Without including any pictures, write out all the records word for word.

Saved entries:
━━━━━━
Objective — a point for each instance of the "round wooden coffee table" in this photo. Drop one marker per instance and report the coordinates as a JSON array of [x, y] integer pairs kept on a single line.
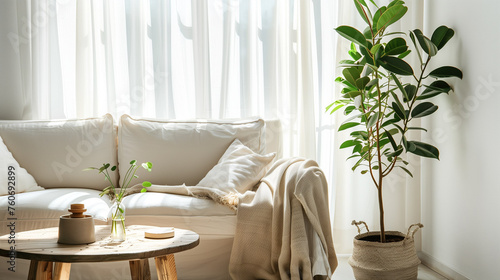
[[51, 260]]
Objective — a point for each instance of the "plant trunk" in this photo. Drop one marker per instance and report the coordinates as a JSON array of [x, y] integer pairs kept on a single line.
[[381, 208]]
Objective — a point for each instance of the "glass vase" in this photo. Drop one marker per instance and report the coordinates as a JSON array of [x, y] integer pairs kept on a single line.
[[117, 215]]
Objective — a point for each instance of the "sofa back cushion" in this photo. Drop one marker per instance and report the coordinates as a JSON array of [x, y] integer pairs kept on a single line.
[[182, 151], [56, 152]]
━━━━━━
THE COMPLETED TASK:
Objective — a point for each instance of the "round wooden coffee table" in this photo. Drop one marker per instance and report the coordinates as a JSON array of [x, y] integer pairs kept on a single line.
[[51, 260]]
Objective — a point for each instance of the "plant trunk" in this photo. Drop one marker per instance and report the coordinates as a JSON array of [x, y] integer pairs kept on a single line.
[[381, 208]]
Objective — a point for each instance of the "glass vase" in this photo. Drop one marker per instance and report the coordinates as a JSON array of [x, y] integer pairs kept on a single line.
[[117, 215]]
Objective — a point for each instance of the "sofa back cushion" in this photo. Drop one marker per instance and report the coordinates as a JSON array of [x, y] integer pairs kept on a single line.
[[182, 151], [56, 152]]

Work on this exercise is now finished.